Над чем работать » Какую пьесу Лунца, согласно статье, Замятин советовал Большому драматическому театру поставить вместо «Бертрана де Борна»?

Статья »
□ □ □ □ □

Изменить стиль страницы

Однако единственная попытка сценического воплощения «Бертрана де Борна» в Большом драматическом театре также была пресечена. Между тем, и главный режиссер БДТ А. Н. Лаврентьев, и назначенный в октябре 1923 года председателем художественного совета БДТ Адриан Пиотровский высоко ценили драматургию Лунца. Корней Чуковский писал Лунцу 7 января 1924 года: «Ваша слава воссияла в Петербурге. На днях встретил Лаврентьева, режиссера Большого Театра. Он говорил мне о Вашем „Вне закона“: вот это пьеса! ох, какая пьеса!». А. Пиотровский в статье «Новые пьесы» сравнивал «Бертрана де Борна» с «Огнями св. Доминика» Замятина, вскоре запрещенными: «И та, и другая желают воскресить „романтический“ стиль драматургии, влияние Виктора Гюго заметно на обеих, обе они, наконец, написаны на исторические сюжеты. Инквизиция — тема первой из них, исход Феодализма — второй. Разумеется, и та и другая лишь историческое претворение современности. Это относится к обеим, и притом к их достоинствам. В театральном смысле драма Лунца несравненно интереснее»[672].

Лидия Харитон сообщала Лунцу 24 февраля 1924 года: «Пиотровский собирается в будущем сезоне предлагать Большому драматическому театру „Бертрана“» и 7 апреля: «А. Пиотровский просит написать Вам, что Больш. Драм. Театр открывается осенью Бертраном. Хочет списаться с Вами по поводу последнего монолога». 7 мая об этом же писал Замятин[673] (его письмо уже не застало Лунца в живых): «Известно ли Вам, гражданин, что Ваш „Бертран“ объявлен в репертуаре Больш. Драм. Театра на следующий сезон? Должен признаться, что это случилось, несмотря на все мои козни, ибо я усиленно убеждал Болдраму, что „Бертран“ никуда не годится по сравнению с „Вне закона“ и советовал поставить именно „Вне закона“. На это получил ответ, что „Вне закона“ — вне закона и есть, и тут ничего не попишешь». 23 мая 1924 года в неподписанном некрологе Л. Лунцу (его автором был Н. Никитин) «Красная газета» писала: «Из художественных его произведений наиболее известны его пьесы. Первая — „Вне закона“ — переведена на несколько языков, ставилась на сцене за границей и в России. Вторая — „Бертран де-Борн“ — идет в следующем сезоне в Большом Драматическом театре». В июне 1924 года М. Слонимский сообщал отцу Лунца: «С осени в Больш. Драм. Театре идет пьеса Левушки „Бертран де Борн“. Я напишу Вам о первых спектаклях».

Об этом плане БДТ «Красная газета», наученная опытом «Вне закона», весной ничего не сообщила, а 30 августа в заметке «Что обещает будущий сезон БДТ», где речь идет о готовящихся спектаклях по пьесам Э. Толлера, Серапиона Н. Никитина, О’Нила, наконец, самого А. Пиотровского — о пьесе Лунца не было ни слова, потому что от нее пришлось отказаться.

□ □ □ □ □

[Записи из набора данных]
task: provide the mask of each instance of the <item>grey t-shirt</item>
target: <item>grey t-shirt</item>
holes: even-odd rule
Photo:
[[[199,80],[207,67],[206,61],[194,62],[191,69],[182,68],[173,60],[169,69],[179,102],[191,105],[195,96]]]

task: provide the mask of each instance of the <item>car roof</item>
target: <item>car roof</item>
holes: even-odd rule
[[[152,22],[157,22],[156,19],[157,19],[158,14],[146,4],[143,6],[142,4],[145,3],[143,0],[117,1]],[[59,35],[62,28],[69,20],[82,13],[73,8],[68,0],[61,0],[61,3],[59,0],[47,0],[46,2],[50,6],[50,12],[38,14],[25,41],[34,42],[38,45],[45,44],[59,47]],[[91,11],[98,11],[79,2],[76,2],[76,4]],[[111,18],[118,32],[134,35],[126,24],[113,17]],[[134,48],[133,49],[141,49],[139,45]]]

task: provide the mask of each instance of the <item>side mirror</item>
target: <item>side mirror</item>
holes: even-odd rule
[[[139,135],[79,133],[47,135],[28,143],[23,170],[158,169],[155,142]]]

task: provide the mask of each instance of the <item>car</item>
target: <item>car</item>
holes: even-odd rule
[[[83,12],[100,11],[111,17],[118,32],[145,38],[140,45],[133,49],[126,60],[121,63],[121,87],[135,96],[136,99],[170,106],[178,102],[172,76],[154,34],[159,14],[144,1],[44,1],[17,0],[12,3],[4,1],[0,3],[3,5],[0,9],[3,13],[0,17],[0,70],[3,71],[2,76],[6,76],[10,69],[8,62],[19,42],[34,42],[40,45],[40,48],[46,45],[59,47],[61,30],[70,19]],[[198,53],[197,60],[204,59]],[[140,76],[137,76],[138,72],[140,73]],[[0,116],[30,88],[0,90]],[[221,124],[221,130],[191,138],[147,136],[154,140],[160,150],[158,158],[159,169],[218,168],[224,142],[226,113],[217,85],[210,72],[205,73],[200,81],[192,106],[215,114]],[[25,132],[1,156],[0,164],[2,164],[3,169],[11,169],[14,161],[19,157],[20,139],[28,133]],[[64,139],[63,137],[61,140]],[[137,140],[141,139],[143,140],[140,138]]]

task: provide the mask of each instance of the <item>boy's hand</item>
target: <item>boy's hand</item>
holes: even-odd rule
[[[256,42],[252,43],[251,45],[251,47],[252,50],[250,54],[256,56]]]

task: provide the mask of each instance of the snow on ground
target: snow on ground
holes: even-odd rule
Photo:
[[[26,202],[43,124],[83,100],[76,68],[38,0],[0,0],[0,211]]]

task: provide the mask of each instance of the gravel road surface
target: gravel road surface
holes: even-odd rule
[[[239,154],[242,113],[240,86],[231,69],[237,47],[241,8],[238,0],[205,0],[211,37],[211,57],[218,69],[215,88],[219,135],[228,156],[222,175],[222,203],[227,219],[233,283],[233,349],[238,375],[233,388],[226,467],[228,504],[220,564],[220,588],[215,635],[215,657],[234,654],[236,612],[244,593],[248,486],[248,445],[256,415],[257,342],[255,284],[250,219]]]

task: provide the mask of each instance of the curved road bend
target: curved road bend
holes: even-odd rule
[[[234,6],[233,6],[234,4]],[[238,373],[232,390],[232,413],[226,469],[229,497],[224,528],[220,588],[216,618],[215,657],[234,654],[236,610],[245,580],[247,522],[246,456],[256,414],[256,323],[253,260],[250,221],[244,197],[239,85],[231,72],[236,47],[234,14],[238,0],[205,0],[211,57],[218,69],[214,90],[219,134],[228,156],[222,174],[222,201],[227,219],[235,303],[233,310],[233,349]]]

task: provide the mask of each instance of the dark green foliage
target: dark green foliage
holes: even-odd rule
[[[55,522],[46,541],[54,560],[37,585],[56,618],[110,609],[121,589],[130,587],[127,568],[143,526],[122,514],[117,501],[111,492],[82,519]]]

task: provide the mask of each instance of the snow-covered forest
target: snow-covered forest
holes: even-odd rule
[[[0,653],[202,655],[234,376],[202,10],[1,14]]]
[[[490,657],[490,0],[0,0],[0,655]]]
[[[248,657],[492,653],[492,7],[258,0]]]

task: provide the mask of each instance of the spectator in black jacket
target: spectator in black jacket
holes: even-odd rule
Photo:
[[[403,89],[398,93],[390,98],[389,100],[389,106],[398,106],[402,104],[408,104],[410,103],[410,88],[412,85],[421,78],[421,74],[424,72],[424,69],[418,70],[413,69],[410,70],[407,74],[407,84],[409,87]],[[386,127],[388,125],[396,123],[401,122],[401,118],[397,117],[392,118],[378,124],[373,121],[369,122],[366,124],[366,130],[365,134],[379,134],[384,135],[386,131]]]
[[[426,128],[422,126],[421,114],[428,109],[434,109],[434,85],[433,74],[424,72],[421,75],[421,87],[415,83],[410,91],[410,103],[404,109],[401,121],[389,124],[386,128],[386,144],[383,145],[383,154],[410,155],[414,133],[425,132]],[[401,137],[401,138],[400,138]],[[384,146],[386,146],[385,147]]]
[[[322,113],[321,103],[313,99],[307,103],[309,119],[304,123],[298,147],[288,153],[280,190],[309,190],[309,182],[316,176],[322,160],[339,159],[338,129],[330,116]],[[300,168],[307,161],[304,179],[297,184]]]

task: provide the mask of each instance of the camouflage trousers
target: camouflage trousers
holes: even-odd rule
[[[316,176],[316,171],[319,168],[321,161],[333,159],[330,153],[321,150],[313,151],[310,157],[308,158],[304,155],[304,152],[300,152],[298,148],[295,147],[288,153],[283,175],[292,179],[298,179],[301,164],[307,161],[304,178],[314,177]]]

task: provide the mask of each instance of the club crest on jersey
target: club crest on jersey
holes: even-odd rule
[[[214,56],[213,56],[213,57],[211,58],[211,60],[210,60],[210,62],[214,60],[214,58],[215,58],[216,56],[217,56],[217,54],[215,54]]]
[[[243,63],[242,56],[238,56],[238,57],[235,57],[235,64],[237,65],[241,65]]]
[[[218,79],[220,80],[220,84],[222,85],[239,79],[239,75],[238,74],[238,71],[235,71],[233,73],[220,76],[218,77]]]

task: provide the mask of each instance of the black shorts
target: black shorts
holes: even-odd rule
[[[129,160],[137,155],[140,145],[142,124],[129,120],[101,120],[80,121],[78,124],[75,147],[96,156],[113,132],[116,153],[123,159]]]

□ □ □ □ □

Ответ на задание » «Вне закона».